(Record set begins)
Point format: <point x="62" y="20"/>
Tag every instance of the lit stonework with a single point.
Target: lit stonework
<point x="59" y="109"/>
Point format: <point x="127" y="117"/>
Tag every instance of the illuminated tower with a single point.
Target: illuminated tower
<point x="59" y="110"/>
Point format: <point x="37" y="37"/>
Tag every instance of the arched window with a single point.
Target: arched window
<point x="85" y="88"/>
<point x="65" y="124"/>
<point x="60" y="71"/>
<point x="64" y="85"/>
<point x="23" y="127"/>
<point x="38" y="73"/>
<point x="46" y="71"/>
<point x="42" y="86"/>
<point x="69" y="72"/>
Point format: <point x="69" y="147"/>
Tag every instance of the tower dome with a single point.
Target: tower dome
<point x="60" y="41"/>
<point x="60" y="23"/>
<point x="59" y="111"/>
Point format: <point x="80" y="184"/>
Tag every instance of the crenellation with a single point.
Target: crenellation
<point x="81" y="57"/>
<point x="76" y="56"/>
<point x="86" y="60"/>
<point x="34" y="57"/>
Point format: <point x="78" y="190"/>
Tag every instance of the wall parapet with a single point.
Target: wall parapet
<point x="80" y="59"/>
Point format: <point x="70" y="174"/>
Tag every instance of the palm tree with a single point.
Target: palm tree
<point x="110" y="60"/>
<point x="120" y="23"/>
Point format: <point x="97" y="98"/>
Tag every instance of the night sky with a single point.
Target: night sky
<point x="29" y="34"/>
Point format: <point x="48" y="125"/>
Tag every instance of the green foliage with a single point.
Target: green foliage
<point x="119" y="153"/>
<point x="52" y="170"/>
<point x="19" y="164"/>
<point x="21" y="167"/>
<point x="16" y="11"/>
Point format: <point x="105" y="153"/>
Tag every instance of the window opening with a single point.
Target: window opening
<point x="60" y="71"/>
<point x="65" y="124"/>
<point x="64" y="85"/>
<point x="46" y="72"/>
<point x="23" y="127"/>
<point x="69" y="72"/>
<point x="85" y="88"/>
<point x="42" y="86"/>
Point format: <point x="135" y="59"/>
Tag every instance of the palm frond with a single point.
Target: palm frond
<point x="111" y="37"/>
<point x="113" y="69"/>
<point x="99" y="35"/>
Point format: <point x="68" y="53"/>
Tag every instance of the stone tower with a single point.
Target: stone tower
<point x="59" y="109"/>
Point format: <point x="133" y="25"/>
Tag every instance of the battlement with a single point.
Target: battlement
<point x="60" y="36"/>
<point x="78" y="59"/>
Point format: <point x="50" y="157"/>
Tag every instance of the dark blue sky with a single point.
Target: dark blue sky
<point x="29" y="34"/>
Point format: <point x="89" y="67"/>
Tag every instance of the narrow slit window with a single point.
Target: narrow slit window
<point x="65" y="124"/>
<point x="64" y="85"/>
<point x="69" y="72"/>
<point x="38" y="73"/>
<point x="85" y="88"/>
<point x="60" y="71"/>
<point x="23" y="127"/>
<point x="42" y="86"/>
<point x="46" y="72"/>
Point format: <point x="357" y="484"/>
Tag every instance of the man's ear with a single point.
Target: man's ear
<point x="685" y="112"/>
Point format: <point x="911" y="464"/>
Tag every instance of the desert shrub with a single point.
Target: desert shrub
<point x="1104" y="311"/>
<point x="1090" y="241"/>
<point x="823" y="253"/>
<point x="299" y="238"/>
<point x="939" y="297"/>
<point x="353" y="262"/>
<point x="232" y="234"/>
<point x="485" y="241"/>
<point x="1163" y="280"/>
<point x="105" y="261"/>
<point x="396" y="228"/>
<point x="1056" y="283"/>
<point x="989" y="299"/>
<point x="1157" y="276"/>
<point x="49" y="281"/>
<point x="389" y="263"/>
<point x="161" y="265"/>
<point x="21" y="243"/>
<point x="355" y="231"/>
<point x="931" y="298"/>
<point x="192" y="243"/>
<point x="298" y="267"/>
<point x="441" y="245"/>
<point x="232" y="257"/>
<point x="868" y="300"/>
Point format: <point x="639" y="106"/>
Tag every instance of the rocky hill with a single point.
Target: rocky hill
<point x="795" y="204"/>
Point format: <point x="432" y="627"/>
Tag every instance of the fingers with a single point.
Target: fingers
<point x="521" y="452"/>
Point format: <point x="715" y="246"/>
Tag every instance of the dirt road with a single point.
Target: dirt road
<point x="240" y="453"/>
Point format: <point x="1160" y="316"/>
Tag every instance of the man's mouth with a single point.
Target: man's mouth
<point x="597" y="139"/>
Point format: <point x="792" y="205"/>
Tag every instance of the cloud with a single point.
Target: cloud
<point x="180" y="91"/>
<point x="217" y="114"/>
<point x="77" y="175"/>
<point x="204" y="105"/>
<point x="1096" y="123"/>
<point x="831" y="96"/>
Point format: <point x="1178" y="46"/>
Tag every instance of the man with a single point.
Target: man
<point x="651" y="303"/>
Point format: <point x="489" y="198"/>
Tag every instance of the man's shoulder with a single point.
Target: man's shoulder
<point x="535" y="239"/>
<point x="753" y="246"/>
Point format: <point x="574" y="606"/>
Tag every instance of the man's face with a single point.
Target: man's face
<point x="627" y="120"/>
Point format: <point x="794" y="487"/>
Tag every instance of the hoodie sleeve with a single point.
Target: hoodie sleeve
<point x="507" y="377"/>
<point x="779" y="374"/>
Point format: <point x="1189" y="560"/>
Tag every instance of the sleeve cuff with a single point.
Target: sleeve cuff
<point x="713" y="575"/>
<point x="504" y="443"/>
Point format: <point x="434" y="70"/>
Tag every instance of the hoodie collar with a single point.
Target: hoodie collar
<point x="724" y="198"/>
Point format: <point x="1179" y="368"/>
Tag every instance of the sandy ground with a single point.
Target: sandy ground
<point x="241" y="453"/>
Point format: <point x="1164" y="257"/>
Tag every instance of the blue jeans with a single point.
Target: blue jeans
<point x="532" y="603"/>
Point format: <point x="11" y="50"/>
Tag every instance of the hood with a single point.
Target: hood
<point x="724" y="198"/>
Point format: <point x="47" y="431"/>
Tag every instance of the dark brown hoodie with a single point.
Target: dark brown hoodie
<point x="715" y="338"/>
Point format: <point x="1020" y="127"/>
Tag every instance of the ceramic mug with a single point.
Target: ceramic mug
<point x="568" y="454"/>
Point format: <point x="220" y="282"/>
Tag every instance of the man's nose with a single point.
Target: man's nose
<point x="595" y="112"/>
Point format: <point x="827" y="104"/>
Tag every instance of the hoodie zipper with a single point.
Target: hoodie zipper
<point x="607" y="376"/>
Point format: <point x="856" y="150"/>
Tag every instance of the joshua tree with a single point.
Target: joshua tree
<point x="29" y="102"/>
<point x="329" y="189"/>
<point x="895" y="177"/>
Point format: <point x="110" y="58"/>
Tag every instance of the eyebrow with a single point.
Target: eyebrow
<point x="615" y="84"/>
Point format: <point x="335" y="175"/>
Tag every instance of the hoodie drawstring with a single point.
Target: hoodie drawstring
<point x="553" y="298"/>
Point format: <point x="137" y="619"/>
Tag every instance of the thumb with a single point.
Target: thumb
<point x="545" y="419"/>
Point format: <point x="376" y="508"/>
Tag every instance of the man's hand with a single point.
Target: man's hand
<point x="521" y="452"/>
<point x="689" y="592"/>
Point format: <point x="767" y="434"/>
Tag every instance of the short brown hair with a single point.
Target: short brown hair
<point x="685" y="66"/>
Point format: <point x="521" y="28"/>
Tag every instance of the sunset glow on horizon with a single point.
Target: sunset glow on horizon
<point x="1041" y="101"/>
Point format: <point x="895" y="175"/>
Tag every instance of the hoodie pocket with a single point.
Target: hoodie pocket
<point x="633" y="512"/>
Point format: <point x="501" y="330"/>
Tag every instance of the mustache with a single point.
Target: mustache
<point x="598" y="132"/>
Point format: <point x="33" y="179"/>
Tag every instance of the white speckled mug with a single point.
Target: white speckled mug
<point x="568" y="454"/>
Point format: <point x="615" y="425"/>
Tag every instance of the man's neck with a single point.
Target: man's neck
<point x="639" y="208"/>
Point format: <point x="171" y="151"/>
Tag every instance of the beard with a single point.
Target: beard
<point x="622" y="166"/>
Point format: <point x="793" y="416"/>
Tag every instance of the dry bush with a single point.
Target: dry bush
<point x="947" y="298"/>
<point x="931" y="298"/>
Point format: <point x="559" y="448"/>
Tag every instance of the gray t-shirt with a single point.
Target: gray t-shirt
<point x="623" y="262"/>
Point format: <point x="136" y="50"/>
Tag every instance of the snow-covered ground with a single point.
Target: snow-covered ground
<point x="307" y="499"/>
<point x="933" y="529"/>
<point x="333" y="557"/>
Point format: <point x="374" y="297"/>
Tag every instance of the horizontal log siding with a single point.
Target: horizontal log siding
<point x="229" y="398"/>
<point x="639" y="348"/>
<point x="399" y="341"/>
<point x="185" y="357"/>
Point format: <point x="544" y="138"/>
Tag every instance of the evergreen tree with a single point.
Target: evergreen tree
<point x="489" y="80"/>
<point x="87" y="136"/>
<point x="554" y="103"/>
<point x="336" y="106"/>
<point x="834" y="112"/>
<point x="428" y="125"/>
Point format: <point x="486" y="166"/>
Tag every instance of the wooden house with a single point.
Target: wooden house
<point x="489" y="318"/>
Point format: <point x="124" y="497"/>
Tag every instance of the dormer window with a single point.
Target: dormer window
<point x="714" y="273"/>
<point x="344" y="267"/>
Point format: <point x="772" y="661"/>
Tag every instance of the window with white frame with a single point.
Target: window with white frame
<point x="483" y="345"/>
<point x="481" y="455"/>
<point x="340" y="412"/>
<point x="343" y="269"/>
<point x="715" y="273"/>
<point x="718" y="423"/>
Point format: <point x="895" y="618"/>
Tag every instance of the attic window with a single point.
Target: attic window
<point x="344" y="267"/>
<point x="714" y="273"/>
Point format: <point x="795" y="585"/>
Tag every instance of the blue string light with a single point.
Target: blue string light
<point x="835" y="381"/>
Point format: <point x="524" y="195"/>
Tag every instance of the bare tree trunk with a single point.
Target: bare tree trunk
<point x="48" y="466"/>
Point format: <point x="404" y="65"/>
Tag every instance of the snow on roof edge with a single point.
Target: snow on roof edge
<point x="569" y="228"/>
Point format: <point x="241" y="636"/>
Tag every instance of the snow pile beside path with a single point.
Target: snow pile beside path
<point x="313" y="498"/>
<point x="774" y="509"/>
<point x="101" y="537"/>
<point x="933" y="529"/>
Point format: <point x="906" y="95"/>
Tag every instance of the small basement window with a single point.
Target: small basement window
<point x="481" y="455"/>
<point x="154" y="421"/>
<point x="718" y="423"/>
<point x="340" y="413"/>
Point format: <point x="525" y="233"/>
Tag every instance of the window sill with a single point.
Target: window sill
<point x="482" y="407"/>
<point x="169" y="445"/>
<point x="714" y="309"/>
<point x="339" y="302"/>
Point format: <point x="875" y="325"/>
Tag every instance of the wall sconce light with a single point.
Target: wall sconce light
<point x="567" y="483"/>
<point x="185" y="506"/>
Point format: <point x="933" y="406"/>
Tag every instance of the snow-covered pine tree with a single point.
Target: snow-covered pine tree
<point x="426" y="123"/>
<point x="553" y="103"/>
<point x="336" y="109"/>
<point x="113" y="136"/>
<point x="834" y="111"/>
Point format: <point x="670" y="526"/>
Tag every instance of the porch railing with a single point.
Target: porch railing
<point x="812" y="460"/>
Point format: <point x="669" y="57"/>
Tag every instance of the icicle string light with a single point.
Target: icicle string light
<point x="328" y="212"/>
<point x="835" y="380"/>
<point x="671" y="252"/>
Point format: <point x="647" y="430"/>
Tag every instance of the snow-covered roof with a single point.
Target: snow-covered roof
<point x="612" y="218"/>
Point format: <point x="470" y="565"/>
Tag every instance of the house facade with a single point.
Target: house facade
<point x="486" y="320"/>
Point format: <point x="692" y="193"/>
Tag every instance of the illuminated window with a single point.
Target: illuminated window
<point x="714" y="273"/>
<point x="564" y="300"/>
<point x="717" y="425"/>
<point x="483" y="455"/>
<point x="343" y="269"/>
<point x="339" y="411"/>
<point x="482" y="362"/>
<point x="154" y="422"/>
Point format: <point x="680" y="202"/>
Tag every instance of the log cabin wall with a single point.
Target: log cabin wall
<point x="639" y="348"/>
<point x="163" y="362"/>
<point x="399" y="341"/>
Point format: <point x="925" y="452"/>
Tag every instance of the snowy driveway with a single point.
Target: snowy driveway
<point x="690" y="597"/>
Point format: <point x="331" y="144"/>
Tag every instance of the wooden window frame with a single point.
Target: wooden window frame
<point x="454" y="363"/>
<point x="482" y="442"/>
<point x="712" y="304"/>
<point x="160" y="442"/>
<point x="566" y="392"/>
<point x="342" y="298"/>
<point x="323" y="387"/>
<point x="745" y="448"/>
(Record set ends)
Assignment: Transcribe verbatim. Cover the lines from the first line of the entries above to the line containing "Tag every instance of the arched", inclusive.

Written reply:
Point format: <point x="62" y="20"/>
Tag every instance of the lit stonework with a single point.
Target: lit stonework
<point x="59" y="109"/>
Point format: <point x="127" y="117"/>
Tag every instance of the illuminated tower with a single point.
Target: illuminated tower
<point x="59" y="110"/>
Point format: <point x="37" y="37"/>
Tag every instance of the arched window with a single point.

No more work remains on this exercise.